Data provided.
****************

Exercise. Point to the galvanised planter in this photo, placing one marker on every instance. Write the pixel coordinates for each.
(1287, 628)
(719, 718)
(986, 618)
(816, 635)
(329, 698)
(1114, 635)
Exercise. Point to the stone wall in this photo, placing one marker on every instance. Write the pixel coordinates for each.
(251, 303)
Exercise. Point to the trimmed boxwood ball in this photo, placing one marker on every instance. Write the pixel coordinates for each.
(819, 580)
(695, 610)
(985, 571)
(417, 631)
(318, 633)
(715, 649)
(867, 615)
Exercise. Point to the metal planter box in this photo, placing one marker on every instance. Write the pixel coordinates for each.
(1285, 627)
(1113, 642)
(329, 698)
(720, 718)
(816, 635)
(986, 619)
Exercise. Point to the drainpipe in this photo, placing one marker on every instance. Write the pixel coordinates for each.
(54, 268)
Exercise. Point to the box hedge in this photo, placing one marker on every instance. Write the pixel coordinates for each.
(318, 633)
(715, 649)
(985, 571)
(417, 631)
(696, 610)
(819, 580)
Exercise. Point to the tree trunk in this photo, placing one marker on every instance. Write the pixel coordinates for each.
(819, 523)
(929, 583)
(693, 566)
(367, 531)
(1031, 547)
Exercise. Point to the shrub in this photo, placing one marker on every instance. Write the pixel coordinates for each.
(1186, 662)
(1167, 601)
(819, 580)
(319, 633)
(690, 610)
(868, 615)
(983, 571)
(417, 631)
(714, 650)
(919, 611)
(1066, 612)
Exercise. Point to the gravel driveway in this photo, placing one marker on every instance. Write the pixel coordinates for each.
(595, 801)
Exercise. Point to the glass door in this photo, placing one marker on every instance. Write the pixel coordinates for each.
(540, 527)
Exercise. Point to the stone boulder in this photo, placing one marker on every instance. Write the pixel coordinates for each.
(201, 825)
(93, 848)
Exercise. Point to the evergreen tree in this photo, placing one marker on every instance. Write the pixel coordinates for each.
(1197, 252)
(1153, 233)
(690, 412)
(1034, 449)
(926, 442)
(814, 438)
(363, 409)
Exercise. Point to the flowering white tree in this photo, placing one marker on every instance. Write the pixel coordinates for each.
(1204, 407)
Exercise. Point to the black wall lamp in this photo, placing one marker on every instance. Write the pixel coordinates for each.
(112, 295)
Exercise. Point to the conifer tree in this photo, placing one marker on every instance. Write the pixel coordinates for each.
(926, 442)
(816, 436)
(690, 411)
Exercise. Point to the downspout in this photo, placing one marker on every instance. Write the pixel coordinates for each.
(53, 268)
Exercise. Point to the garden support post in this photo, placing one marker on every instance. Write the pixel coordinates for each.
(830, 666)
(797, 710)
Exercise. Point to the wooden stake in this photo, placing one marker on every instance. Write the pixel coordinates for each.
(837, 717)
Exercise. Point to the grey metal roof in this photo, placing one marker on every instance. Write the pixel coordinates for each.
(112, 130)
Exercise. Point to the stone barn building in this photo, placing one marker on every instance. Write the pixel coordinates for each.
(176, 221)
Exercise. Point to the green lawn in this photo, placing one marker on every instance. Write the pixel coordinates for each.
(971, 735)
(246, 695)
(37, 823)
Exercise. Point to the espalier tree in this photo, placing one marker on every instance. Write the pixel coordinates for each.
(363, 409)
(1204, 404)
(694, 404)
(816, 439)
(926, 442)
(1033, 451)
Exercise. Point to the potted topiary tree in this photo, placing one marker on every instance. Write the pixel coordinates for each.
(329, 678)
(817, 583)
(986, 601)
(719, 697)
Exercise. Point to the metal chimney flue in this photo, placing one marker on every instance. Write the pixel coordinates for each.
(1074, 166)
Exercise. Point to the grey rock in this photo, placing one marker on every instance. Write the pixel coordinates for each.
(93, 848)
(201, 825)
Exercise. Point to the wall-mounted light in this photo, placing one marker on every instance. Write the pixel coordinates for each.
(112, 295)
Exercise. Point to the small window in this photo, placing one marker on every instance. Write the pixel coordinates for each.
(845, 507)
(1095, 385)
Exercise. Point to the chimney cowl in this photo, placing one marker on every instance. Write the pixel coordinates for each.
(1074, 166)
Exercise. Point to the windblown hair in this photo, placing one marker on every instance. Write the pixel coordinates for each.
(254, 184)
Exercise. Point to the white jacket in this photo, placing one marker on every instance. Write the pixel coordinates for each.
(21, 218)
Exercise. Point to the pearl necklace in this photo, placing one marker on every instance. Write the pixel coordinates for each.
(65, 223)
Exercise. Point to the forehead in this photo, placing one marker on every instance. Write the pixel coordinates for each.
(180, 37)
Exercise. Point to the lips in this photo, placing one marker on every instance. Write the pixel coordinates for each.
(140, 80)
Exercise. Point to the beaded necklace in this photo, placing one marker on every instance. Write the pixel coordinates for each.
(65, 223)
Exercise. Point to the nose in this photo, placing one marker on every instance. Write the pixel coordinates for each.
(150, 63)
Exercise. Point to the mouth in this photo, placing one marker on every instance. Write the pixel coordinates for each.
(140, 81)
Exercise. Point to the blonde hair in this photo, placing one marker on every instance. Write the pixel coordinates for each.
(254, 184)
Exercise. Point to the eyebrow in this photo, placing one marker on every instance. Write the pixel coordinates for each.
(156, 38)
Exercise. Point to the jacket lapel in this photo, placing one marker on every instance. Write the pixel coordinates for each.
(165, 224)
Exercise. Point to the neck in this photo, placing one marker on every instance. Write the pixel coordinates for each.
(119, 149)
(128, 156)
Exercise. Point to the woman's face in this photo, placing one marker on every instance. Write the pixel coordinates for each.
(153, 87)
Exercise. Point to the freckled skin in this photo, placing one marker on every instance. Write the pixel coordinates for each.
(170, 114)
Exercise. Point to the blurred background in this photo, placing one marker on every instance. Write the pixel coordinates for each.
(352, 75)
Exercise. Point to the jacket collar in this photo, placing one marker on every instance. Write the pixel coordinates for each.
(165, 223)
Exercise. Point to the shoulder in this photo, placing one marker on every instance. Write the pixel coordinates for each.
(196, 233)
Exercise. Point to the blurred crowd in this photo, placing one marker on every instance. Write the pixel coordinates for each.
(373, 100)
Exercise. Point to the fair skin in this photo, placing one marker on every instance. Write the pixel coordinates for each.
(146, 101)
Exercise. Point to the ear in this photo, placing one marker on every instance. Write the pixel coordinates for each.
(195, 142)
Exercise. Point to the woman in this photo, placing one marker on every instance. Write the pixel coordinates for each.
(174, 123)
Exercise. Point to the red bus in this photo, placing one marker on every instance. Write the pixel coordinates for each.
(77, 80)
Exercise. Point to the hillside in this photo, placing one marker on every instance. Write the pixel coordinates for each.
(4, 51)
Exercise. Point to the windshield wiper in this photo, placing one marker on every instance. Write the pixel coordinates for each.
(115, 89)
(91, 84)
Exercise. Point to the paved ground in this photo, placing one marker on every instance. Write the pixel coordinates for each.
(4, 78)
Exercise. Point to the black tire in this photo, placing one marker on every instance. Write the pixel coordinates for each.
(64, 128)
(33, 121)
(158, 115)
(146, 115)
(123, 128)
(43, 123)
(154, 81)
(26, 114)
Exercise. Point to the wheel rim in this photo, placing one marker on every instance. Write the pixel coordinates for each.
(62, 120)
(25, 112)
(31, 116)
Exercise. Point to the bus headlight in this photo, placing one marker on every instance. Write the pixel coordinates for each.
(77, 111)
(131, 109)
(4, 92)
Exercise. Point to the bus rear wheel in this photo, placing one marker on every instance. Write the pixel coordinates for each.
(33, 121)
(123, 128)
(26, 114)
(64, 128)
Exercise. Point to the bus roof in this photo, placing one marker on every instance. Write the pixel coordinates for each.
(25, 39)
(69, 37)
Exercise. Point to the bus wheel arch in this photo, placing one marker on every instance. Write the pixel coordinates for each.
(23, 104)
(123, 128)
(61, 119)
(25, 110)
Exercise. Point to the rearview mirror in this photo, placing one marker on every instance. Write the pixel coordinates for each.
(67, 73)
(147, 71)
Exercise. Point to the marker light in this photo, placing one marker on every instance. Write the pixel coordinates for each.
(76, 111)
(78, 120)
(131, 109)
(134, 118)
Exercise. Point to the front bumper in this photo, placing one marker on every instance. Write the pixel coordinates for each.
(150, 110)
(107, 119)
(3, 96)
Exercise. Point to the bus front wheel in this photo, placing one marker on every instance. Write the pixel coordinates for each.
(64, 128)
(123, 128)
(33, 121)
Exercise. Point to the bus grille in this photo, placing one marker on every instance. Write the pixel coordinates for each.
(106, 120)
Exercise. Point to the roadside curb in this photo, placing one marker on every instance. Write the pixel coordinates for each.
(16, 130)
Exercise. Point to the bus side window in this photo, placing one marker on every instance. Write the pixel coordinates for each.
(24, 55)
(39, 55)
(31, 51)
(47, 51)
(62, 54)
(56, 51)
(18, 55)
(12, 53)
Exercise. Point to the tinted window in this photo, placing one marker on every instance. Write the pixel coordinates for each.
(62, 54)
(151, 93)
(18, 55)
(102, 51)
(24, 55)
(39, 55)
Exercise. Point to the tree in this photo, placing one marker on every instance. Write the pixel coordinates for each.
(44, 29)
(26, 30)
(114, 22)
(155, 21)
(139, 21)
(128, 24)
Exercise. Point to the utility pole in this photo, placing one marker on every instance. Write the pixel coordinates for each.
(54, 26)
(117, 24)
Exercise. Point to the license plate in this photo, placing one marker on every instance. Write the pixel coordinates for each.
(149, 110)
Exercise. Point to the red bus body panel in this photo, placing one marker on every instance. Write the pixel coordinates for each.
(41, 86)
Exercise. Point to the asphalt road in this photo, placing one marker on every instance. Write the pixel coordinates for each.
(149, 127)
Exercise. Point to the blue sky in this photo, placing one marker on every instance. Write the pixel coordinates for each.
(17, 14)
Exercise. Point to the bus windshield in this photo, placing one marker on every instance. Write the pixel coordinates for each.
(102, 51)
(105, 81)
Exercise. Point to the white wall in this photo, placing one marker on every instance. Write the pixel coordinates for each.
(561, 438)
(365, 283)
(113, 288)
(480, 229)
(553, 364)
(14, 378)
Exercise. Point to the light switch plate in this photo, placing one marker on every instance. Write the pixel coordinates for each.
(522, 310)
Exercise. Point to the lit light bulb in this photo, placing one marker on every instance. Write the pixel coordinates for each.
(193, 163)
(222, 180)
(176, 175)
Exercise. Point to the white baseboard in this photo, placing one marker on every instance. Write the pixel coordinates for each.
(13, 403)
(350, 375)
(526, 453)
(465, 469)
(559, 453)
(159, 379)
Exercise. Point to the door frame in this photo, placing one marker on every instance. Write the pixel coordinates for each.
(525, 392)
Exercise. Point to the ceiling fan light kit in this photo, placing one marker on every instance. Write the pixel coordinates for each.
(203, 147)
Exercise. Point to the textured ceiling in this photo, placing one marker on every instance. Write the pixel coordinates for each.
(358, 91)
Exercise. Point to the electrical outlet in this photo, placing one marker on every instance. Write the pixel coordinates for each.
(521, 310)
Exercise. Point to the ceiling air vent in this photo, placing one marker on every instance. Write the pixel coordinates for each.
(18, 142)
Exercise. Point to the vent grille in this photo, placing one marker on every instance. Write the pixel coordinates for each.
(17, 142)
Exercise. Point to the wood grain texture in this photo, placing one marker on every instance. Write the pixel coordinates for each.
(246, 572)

****************

Task details. Copy the lines from the one containing "Exercise. Point to the vent" through the end of the records, swapping "grille" for "cover" and changing nothing else.

Output for this exercise.
Exercise. Point to the vent cover in this photo, placing one marker on every instance. Write the pixel coordinates for each.
(17, 142)
Exercise. Point to the wood grain texture in this photo, placing one marker on every instance. Write the pixel coordinates for each.
(246, 572)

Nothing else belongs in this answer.